• What the exercise asks:
The lines to be copied run from the one containing "Exercise. For every instance of the bread" to the end of the material below; reproduce them exactly, including both ends, and nothing more.

• Supplied records:
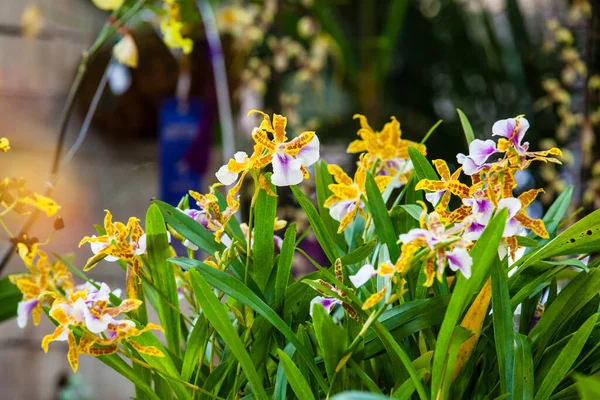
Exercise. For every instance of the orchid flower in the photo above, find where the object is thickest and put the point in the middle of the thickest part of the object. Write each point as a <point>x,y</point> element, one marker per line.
<point>90,311</point>
<point>386,148</point>
<point>479,152</point>
<point>346,202</point>
<point>39,284</point>
<point>445,245</point>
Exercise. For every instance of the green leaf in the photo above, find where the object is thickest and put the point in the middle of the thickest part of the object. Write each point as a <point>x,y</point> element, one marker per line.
<point>588,386</point>
<point>467,129</point>
<point>235,288</point>
<point>464,290</point>
<point>381,218</point>
<point>581,237</point>
<point>195,347</point>
<point>217,315</point>
<point>523,383</point>
<point>354,395</point>
<point>297,382</point>
<point>524,241</point>
<point>332,339</point>
<point>263,246</point>
<point>571,299</point>
<point>163,277</point>
<point>322,181</point>
<point>281,381</point>
<point>565,360</point>
<point>284,266</point>
<point>118,364</point>
<point>503,326</point>
<point>201,237</point>
<point>10,297</point>
<point>165,365</point>
<point>423,168</point>
<point>323,236</point>
<point>360,253</point>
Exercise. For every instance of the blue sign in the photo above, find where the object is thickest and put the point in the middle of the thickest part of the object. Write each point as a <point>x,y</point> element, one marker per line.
<point>184,147</point>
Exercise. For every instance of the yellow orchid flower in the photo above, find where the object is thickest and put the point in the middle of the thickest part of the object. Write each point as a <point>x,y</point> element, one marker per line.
<point>289,158</point>
<point>44,280</point>
<point>4,145</point>
<point>387,148</point>
<point>171,27</point>
<point>346,201</point>
<point>88,309</point>
<point>108,5</point>
<point>121,242</point>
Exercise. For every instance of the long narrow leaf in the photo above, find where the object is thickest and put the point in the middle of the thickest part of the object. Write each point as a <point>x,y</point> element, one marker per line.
<point>163,277</point>
<point>216,314</point>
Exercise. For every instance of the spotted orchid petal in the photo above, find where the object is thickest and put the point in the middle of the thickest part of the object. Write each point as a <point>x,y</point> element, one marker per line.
<point>327,302</point>
<point>506,129</point>
<point>434,198</point>
<point>287,170</point>
<point>24,310</point>
<point>362,276</point>
<point>480,150</point>
<point>482,208</point>
<point>460,259</point>
<point>225,176</point>
<point>309,154</point>
<point>469,166</point>
<point>97,247</point>
<point>474,231</point>
<point>340,209</point>
<point>416,234</point>
<point>513,205</point>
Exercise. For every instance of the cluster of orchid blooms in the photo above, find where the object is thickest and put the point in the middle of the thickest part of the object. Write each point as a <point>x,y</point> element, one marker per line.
<point>86,315</point>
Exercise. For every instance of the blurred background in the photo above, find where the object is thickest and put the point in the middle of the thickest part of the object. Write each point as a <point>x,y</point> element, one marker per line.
<point>162,128</point>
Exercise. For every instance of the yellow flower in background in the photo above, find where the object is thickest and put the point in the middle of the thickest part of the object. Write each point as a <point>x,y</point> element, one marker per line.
<point>108,4</point>
<point>215,220</point>
<point>121,242</point>
<point>126,51</point>
<point>346,201</point>
<point>387,149</point>
<point>32,20</point>
<point>171,27</point>
<point>4,145</point>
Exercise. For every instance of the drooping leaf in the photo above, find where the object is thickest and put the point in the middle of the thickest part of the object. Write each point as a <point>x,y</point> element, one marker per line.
<point>565,360</point>
<point>467,129</point>
<point>263,246</point>
<point>297,382</point>
<point>332,339</point>
<point>10,297</point>
<point>463,291</point>
<point>321,232</point>
<point>381,218</point>
<point>216,314</point>
<point>284,266</point>
<point>163,277</point>
<point>235,288</point>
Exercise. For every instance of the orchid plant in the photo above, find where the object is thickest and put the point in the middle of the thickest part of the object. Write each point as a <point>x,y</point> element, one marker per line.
<point>417,256</point>
<point>436,282</point>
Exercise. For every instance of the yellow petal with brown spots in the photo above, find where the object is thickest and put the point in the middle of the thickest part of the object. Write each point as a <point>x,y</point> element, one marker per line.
<point>374,299</point>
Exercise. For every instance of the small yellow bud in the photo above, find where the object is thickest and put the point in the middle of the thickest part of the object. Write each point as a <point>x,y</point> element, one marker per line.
<point>126,51</point>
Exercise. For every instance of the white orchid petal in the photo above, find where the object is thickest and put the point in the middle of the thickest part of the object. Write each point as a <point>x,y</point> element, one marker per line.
<point>286,170</point>
<point>225,176</point>
<point>460,258</point>
<point>310,153</point>
<point>362,276</point>
<point>24,310</point>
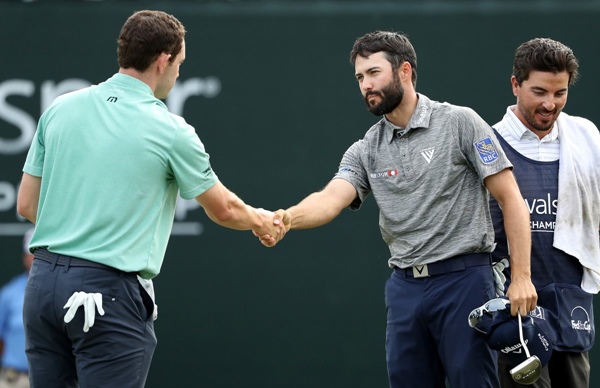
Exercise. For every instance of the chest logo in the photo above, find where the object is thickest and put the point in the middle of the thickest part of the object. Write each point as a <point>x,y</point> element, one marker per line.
<point>427,153</point>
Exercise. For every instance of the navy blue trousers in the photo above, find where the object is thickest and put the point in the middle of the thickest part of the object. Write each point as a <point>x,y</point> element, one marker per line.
<point>115,352</point>
<point>428,338</point>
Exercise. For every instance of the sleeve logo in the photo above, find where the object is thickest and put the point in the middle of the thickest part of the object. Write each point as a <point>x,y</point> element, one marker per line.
<point>487,151</point>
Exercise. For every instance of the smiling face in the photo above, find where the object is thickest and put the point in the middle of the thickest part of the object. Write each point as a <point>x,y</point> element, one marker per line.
<point>540,99</point>
<point>379,84</point>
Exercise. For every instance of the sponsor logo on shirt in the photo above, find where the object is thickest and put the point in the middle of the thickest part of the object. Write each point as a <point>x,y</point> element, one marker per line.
<point>487,151</point>
<point>384,174</point>
<point>427,153</point>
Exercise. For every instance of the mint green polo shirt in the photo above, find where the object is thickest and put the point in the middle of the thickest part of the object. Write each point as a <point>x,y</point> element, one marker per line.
<point>113,161</point>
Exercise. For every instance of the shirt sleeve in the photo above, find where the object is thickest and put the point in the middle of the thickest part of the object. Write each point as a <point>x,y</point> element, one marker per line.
<point>352,169</point>
<point>479,145</point>
<point>190,164</point>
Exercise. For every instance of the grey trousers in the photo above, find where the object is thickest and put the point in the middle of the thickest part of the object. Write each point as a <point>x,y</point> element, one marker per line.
<point>115,352</point>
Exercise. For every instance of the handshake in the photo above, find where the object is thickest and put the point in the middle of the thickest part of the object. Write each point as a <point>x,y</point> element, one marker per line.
<point>274,226</point>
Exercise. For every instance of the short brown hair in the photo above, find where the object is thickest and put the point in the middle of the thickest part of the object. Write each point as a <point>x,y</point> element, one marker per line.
<point>395,45</point>
<point>147,34</point>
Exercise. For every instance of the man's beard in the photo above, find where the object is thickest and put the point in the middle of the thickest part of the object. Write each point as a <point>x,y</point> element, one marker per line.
<point>391,96</point>
<point>542,127</point>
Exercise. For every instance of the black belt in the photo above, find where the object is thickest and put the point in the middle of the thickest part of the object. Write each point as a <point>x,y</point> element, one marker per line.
<point>453,264</point>
<point>11,375</point>
<point>69,261</point>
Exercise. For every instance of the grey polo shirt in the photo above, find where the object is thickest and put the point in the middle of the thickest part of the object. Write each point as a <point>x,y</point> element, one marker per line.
<point>427,180</point>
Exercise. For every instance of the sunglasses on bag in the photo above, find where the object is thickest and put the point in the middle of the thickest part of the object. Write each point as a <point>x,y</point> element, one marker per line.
<point>479,320</point>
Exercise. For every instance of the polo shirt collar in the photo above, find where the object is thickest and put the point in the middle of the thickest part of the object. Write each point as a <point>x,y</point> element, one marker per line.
<point>519,131</point>
<point>419,119</point>
<point>131,83</point>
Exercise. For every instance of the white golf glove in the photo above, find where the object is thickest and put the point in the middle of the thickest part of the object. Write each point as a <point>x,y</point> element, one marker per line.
<point>148,285</point>
<point>90,303</point>
<point>499,277</point>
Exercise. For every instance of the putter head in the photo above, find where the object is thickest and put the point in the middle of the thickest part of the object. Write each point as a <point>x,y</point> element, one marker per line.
<point>528,371</point>
<point>523,340</point>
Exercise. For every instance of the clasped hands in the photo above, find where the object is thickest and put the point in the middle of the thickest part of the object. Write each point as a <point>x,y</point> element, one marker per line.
<point>276,224</point>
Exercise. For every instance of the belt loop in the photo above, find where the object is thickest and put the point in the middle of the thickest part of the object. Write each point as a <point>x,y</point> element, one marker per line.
<point>54,262</point>
<point>67,263</point>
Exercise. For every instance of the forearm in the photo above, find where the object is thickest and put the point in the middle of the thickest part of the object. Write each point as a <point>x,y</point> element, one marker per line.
<point>311,212</point>
<point>518,233</point>
<point>237,215</point>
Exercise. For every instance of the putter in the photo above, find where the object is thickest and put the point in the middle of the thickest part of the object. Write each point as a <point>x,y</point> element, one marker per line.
<point>529,370</point>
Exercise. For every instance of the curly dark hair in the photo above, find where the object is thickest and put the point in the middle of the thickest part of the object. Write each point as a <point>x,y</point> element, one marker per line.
<point>544,54</point>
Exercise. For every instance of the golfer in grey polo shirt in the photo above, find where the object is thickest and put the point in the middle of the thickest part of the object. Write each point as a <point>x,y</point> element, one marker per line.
<point>430,167</point>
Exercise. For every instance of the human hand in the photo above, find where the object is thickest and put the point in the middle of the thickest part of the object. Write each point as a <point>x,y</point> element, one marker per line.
<point>522,295</point>
<point>90,303</point>
<point>499,277</point>
<point>273,231</point>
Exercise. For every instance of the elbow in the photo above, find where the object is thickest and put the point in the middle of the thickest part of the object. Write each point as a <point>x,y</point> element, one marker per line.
<point>26,210</point>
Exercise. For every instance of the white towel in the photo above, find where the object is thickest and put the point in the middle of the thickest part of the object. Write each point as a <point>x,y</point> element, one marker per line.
<point>578,214</point>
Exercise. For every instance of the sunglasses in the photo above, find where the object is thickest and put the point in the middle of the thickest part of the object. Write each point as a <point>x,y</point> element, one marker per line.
<point>481,317</point>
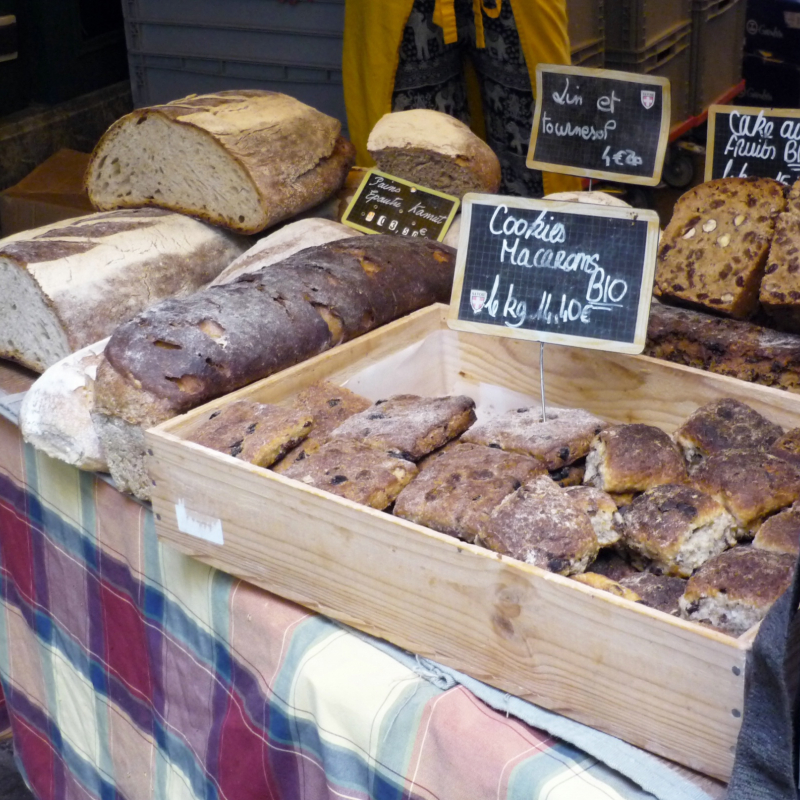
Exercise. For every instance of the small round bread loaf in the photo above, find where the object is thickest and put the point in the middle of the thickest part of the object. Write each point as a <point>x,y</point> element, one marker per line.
<point>633,458</point>
<point>750,484</point>
<point>677,528</point>
<point>780,533</point>
<point>602,511</point>
<point>787,447</point>
<point>434,150</point>
<point>725,425</point>
<point>597,581</point>
<point>735,590</point>
<point>656,591</point>
<point>541,525</point>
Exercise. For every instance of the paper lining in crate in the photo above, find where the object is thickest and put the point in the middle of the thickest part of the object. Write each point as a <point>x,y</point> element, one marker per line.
<point>670,686</point>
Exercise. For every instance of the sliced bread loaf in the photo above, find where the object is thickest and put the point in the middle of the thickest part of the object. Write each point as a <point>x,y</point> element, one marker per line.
<point>67,285</point>
<point>240,159</point>
<point>434,150</point>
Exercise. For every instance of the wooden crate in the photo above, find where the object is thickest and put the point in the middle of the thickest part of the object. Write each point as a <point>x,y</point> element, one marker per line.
<point>670,686</point>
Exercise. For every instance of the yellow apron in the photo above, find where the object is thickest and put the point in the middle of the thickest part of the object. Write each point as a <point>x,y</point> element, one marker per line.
<point>373,33</point>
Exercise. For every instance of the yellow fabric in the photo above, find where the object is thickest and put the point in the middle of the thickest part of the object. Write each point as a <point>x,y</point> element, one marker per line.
<point>374,31</point>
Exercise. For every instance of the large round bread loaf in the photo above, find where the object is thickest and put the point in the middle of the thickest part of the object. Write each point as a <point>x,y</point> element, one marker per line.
<point>69,284</point>
<point>244,160</point>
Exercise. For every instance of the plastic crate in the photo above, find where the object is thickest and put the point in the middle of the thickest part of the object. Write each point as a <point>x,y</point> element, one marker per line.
<point>159,79</point>
<point>669,58</point>
<point>717,46</point>
<point>584,25</point>
<point>591,56</point>
<point>635,25</point>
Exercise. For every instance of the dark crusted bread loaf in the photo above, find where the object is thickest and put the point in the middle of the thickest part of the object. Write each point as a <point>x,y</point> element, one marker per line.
<point>240,159</point>
<point>739,349</point>
<point>181,354</point>
<point>714,250</point>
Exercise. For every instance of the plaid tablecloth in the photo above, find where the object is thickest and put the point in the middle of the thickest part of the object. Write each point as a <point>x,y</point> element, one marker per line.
<point>131,671</point>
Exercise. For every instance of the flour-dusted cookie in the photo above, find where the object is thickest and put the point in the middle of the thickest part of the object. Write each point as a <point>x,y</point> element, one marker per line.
<point>677,528</point>
<point>563,439</point>
<point>656,591</point>
<point>787,447</point>
<point>456,492</point>
<point>726,424</point>
<point>602,511</point>
<point>354,470</point>
<point>408,425</point>
<point>750,484</point>
<point>780,533</point>
<point>329,405</point>
<point>735,590</point>
<point>541,525</point>
<point>714,249</point>
<point>255,432</point>
<point>597,581</point>
<point>633,458</point>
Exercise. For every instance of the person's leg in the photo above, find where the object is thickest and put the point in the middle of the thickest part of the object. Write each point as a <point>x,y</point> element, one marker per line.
<point>507,100</point>
<point>430,73</point>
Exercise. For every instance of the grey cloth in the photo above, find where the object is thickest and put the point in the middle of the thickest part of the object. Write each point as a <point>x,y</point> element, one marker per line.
<point>766,752</point>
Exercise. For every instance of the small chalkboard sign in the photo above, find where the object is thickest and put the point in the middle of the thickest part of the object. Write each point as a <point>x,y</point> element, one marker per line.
<point>747,142</point>
<point>566,273</point>
<point>600,123</point>
<point>387,204</point>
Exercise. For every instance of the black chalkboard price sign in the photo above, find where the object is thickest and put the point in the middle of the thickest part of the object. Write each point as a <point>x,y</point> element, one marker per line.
<point>387,204</point>
<point>747,142</point>
<point>600,124</point>
<point>566,273</point>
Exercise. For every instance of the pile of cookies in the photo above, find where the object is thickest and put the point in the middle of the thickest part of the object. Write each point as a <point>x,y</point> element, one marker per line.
<point>657,519</point>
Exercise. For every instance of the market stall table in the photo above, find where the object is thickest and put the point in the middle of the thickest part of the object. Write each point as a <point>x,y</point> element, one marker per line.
<point>132,671</point>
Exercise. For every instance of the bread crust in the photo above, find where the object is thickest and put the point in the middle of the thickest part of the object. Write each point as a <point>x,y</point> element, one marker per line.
<point>291,154</point>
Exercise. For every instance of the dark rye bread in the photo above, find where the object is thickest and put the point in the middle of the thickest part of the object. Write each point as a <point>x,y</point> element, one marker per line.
<point>180,354</point>
<point>714,250</point>
<point>738,349</point>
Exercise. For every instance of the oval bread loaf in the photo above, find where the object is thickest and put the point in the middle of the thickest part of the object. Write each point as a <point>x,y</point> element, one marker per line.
<point>68,285</point>
<point>183,353</point>
<point>240,159</point>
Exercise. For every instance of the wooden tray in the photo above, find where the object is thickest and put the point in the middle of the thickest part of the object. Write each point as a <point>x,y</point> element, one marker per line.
<point>670,686</point>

• Task output:
Exercise. For every instance of the bread crust in the photo above, find where the object is thickest and put the point in the middle of the thickest part of the object. Write each point as a <point>x,y</point> element, one marker per line.
<point>291,154</point>
Exercise. For every instance of the dark rye bread in the photo above, find where the object is thickest and put the point in the middle of the thickest part of the object. Write each point as a <point>x,y</point> element, one marker per line.
<point>180,354</point>
<point>714,250</point>
<point>738,349</point>
Exercise. For every instance of the oval bread loaf in the photo above, find where the object is thickest and put the point in the middle of the thickest part of the object. Write each point as a <point>x,y</point> element, one marker per line.
<point>68,285</point>
<point>183,353</point>
<point>240,159</point>
Exercise. For every instance of the wooden tray in the photo above, find where the object is thickest and put the point in the middle of the thickest part of the object. Write each point as a <point>x,y</point> element, one marker per line.
<point>670,686</point>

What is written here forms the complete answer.